> _WHAT THE TASK ASKS_: Rewrite the entries below, replacing "utility pole" with "street lamp" and keeping everything else the same. Omit the pictures from your version.

> _Labeled region entries_:
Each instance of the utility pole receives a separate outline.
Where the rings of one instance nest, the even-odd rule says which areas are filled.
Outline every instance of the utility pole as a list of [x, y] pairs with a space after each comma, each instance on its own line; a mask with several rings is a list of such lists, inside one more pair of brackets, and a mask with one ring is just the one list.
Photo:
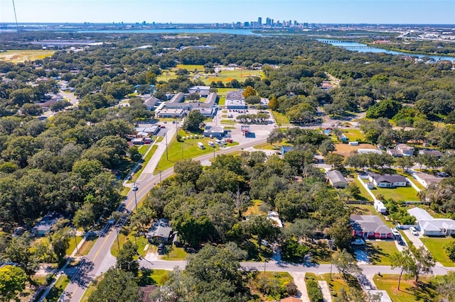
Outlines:
[[166, 160], [169, 160], [168, 154], [168, 134], [164, 133], [164, 137], [166, 138]]
[[136, 181], [134, 181], [133, 184], [134, 184], [134, 186], [133, 186], [133, 189], [134, 190], [134, 208], [136, 210], [136, 213], [137, 213], [137, 198], [136, 197], [137, 186], [136, 186]]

> _EXERCISE RESPONSE_:
Each instance of the street lamp receives a separate outline.
Where the rings of one instance nest, the even-odd rule says which areas are filled.
Outline every instance of the street lamp as a list of [x, y] pairs with a space after each comma, each instance on its own line; a mask with several rings is a list of such lists, inside one more pair of brackets, and a mask with one ring is just the one list.
Photo:
Outlines:
[[166, 160], [169, 160], [168, 154], [168, 134], [164, 133], [164, 137], [166, 138]]
[[136, 181], [134, 181], [133, 184], [134, 184], [134, 186], [133, 186], [133, 189], [134, 190], [134, 208], [136, 210], [136, 213], [137, 213], [137, 198], [136, 197], [137, 186], [136, 186]]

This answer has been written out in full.